=== TEXTAUSSCHNITT ===

Ergebnisse: Von den 345 Fragebögen konnten 322 Bögen wissenschaftlich ausgewertet werden. Von den 322 klinisch tätigen Hebammen gaben 91,9% an, Gewalterfahrungen erlebt zu haben. Als gewaltausübende Personen benannten die Hebammen verschiedene Personengruppen (siehe Abbildung 1 [Abb. 1]). Unter den Hebammen, welche Gewalt erfahren haben, waren 50,9% mit physischer Gewalt, 80,1% verbaler/psychischer Gewalt, 20,5% sexualisierter Gewalt, 51,9% struktureller Gewalt und 25,2% kultureller Gewalt konfrontiert. Die teilnehmenden Hebammen wünschten sich Unterstützung in Form von regelmäßigen Supervisionen, Deeskalationstrainings, Gesprächsangeboten, besserer Kommunikation mit allen Beteiligten, besserer Aufklärung über das Thema „Geburt“ und mehr Sichtbarkeit des Themas „Gewalt gegen Hebammen“.
Diskussion: Gewalt gegenüber klinisch tätigen Hebammen im Kreißsaal ist ein deutschlandweites Problem. Es müssen Maßnahmen greifen, damit die klinisch tätigen Hebammen besser vor Gewalt geschützt werden. Es besteht weiterhin Forschungsbedarf zu diesem Thema. Die erworbenen Ergebnisse aus der Umfrage ähneln denen der Pflege [2] bzw. dem Rettungsdienst [3] und spiegeln den bisherigen Forschungsstand wider.
Take Home Message: Das Bewusstsein und die Sichtbarkeit des Themas „Gewalt“ sollten in der Öffentlichkeit gestärkt werden. Institutionen, wie Kliniken und Behörden, sollten ausreichende Ressourcen bereitstellen, um übergriffige Verhaltensweisen zu unterbinden. Dies lässt sich durch die Bekämpfung möglicher Gewaltursachen erreichen. Beispielsweise kann durch die Aufstockung des Personalschlüssels, „fehlenden Betreuungskapazitäten“ oder auch „langen Wartezeiten“ entgegengewirkt werden, die häufig Gewaltursachen darstellen. Alle Beteiligten sollten vor, während und nach der Geburt respektvoll miteinander umgehen. Nur so ist eine gute Betreuung im Kreißsaal gewährleistet.

=== ERFASSTE DATEN ===

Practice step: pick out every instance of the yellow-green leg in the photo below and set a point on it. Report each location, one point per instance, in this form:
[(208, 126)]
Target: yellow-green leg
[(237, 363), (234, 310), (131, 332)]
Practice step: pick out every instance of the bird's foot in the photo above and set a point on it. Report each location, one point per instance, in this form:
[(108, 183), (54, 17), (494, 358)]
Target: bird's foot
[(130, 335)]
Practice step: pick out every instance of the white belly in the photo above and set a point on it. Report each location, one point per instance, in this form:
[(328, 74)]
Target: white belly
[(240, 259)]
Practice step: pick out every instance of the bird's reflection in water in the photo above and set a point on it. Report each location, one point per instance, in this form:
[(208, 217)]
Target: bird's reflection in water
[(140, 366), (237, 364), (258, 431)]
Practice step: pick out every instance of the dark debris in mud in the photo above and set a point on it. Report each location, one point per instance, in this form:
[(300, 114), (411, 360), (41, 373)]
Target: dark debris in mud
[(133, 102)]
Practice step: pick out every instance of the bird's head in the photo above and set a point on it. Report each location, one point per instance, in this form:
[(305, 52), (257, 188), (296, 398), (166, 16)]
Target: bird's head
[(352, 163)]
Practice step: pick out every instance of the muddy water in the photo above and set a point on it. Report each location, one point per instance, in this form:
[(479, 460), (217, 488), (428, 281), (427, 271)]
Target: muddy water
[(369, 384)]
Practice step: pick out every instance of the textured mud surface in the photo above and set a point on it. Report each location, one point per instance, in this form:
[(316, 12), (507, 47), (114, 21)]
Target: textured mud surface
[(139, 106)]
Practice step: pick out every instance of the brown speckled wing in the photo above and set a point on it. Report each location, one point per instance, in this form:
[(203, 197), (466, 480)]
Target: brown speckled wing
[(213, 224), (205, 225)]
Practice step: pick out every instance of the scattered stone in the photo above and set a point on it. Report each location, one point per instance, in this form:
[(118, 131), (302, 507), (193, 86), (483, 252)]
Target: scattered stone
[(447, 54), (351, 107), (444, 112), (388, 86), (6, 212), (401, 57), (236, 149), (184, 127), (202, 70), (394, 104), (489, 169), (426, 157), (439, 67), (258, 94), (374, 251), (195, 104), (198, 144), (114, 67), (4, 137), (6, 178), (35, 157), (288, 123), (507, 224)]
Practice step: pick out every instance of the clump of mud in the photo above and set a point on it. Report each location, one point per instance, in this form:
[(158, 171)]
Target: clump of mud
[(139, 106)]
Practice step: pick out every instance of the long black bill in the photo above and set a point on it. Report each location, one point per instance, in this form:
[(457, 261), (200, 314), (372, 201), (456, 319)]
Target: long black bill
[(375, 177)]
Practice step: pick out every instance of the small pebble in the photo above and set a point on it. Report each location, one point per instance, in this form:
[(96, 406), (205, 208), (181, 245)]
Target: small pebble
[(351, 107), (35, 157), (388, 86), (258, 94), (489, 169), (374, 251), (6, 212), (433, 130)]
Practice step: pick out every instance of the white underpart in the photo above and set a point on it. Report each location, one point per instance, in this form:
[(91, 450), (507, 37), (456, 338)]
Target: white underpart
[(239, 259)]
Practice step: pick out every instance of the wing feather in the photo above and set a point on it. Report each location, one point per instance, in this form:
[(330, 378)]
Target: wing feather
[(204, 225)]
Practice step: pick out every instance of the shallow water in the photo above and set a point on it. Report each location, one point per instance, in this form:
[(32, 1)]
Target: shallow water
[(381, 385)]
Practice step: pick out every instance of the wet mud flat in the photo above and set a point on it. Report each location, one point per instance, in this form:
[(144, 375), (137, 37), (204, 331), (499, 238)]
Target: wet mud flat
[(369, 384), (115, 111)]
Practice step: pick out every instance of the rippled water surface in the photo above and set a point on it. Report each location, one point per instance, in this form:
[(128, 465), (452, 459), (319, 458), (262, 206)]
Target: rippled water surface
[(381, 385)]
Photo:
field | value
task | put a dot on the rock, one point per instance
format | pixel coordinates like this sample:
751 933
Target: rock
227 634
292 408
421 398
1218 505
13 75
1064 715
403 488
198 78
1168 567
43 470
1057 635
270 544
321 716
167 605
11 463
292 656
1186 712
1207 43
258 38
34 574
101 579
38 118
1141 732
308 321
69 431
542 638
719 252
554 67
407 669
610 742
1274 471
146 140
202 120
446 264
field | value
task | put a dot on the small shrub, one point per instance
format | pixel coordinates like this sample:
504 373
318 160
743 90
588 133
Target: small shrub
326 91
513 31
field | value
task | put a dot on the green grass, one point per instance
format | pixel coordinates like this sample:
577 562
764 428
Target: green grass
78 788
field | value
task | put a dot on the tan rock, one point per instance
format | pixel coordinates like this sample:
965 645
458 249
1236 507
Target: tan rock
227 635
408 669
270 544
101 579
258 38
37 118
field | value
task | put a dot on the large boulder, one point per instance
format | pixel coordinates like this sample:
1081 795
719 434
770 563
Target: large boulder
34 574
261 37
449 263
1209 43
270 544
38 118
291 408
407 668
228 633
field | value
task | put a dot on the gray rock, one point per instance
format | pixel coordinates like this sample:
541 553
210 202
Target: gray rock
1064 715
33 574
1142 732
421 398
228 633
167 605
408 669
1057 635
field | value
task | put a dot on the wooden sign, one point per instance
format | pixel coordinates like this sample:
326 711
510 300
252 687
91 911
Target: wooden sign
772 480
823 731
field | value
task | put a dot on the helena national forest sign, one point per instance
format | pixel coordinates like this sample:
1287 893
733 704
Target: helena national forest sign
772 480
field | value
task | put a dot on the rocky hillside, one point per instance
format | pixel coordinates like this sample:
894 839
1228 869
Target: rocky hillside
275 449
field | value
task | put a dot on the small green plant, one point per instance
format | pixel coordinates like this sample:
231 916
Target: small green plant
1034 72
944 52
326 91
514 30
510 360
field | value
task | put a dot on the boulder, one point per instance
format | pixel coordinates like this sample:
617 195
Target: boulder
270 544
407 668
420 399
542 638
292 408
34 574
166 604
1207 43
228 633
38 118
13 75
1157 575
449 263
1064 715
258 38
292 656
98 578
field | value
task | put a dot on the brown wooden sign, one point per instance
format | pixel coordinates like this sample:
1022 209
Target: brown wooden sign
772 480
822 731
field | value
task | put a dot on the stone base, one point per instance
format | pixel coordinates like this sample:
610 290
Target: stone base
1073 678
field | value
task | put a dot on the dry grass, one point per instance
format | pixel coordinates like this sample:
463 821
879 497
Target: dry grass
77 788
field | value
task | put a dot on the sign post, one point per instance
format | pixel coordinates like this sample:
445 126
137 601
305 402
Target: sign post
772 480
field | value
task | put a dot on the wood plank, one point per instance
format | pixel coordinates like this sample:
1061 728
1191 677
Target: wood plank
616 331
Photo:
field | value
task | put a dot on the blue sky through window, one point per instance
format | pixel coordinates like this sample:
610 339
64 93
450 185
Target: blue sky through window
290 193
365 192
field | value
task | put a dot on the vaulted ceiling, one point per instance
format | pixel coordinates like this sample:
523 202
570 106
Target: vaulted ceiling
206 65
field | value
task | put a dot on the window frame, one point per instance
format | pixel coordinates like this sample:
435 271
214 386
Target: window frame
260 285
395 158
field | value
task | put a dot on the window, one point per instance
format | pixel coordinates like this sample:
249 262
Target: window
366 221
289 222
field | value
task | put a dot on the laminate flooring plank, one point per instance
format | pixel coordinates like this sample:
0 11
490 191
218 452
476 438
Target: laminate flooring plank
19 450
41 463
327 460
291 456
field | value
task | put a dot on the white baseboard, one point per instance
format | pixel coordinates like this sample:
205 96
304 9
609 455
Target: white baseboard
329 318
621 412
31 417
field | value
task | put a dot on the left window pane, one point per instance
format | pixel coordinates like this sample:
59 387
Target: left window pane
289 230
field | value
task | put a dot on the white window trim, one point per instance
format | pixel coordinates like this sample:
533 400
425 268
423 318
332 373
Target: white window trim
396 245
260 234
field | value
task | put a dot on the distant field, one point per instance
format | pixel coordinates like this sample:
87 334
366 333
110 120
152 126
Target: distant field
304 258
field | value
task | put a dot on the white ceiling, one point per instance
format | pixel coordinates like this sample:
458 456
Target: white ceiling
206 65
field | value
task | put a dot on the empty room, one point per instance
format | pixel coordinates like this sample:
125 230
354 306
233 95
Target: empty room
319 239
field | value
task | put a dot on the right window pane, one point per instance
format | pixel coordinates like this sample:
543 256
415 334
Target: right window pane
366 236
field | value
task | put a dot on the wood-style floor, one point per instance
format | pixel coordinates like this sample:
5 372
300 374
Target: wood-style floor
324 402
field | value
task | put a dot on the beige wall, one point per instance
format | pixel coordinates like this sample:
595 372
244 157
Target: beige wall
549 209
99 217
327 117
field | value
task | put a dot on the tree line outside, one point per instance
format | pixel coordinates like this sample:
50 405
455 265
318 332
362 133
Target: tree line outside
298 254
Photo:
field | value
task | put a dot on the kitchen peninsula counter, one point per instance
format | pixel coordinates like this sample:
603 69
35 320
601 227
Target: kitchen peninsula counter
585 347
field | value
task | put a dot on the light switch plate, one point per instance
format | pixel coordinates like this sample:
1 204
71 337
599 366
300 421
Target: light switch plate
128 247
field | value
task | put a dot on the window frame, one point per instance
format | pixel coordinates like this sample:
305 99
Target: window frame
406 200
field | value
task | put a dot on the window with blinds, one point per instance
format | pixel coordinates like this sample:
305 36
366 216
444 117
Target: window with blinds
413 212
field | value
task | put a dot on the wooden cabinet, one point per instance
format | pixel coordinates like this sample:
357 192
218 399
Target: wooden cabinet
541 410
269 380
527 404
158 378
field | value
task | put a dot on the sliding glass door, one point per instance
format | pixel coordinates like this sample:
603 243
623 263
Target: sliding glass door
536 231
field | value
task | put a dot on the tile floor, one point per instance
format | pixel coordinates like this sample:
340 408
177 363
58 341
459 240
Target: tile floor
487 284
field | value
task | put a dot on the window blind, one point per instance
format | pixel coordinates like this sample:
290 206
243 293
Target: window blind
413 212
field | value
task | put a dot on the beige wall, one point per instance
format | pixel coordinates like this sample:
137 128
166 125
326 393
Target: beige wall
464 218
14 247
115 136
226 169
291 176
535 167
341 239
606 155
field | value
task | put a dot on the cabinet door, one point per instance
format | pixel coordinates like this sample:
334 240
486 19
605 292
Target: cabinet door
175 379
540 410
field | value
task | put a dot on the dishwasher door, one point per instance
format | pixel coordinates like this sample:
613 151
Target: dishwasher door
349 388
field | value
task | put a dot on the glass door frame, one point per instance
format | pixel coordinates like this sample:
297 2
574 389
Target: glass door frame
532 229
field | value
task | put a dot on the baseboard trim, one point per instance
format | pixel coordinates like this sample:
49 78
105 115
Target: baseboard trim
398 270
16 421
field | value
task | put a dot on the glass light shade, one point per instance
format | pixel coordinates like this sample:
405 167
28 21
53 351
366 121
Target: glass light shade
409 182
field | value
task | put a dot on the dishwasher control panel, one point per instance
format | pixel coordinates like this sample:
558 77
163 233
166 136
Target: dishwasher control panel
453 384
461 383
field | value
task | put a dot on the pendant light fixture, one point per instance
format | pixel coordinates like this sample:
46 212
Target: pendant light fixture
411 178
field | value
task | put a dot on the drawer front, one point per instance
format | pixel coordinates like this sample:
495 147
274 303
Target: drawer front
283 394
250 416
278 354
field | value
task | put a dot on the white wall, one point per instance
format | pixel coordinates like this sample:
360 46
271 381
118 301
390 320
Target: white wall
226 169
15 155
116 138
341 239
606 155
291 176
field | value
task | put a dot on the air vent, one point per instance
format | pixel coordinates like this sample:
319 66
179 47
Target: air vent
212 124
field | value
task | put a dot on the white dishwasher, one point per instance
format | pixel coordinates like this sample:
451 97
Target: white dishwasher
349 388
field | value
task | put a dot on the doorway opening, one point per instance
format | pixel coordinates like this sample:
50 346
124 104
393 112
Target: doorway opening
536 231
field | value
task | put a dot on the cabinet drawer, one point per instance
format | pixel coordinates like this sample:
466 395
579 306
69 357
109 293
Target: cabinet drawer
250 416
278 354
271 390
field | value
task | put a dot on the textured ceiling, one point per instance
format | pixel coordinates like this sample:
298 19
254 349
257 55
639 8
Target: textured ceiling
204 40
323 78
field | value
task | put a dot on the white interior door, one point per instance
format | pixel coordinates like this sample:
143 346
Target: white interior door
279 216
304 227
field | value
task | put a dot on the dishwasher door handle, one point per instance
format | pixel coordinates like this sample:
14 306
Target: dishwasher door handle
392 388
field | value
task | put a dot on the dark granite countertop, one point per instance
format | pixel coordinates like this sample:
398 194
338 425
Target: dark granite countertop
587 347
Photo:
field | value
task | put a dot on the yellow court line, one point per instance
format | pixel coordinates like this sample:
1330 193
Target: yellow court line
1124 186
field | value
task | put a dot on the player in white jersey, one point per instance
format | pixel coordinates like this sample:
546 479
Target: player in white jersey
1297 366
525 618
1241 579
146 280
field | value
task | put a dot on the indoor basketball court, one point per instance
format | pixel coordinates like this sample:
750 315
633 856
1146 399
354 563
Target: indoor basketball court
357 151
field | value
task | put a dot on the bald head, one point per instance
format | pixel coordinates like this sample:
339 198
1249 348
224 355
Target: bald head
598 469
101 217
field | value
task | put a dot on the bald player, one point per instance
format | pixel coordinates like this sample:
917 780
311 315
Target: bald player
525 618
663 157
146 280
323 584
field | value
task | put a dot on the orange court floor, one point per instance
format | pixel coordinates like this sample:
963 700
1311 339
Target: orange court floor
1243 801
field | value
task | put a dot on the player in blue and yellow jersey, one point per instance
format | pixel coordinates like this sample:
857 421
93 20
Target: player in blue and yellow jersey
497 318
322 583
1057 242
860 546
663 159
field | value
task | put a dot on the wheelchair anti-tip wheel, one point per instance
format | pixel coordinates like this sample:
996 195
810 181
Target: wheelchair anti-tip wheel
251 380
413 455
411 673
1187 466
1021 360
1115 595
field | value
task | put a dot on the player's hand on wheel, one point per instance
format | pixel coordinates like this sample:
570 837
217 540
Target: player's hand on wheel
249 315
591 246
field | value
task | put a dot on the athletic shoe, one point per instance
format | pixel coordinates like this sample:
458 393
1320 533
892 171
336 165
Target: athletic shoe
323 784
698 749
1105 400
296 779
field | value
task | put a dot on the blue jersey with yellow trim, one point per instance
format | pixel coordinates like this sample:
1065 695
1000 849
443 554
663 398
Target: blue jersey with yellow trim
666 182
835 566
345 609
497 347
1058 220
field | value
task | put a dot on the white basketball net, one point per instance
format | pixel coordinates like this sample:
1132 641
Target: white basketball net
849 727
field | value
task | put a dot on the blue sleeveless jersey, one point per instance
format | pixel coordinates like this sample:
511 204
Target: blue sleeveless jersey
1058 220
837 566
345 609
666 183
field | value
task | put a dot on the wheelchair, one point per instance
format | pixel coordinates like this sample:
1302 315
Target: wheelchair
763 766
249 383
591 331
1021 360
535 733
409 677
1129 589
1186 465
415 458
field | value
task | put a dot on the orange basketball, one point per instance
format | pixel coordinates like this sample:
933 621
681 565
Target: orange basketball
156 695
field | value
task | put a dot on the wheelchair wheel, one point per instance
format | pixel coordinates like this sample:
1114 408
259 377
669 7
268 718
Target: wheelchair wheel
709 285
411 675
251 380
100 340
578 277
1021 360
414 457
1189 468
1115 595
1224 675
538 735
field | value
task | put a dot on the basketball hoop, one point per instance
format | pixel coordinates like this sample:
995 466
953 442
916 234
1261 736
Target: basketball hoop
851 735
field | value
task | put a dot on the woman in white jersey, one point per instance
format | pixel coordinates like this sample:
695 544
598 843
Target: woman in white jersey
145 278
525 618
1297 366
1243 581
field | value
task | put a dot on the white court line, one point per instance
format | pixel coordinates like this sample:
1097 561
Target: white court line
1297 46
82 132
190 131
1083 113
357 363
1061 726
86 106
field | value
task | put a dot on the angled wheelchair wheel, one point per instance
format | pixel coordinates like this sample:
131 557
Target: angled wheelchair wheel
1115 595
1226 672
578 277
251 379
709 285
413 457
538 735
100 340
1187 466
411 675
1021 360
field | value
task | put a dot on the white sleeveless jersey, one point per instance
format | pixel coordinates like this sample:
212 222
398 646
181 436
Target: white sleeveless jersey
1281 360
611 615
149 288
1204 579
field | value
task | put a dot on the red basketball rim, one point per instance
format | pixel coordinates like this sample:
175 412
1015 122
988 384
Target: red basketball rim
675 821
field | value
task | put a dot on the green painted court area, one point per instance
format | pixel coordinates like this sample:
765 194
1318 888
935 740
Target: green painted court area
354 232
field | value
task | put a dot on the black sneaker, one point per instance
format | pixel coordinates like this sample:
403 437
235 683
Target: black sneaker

===

→ **AUFGABENLISTE**
a – Wie viele Fragebögen konnten laut dem Textausschnitt über Gewalt gegen Hebammen wissenschaftlich ausgewertet werden?
b – Zitiere aus dem Textausschnitt über Gewalt gegen Hebammen alles von „Diskussion: Gewalt gegenüber“ bis hinunter zu „bisherigen Forschungsstand wider.“.

→ **LÖSUNGEN DER REIHE NACH**
a – 322 der 345 Fragebögen konnten wissenschaftlich ausgewertet werden.

b –
Diskussion: Gewalt gegenüber klinisch tätigen Hebammen im Kreißsaal ist ein deutschlandweites Problem. Es müssen Maßnahmen greifen, damit die klinisch tätigen Hebammen besser vor Gewalt geschützt werden. Es besteht weiterhin Forschungsbedarf zu diesem Thema. Die erworbenen Ergebnisse aus der Umfrage ähneln denen der Pflege [2] bzw. dem Rettungsdienst [3] und spiegeln den bisherigen Forschungsstand wider.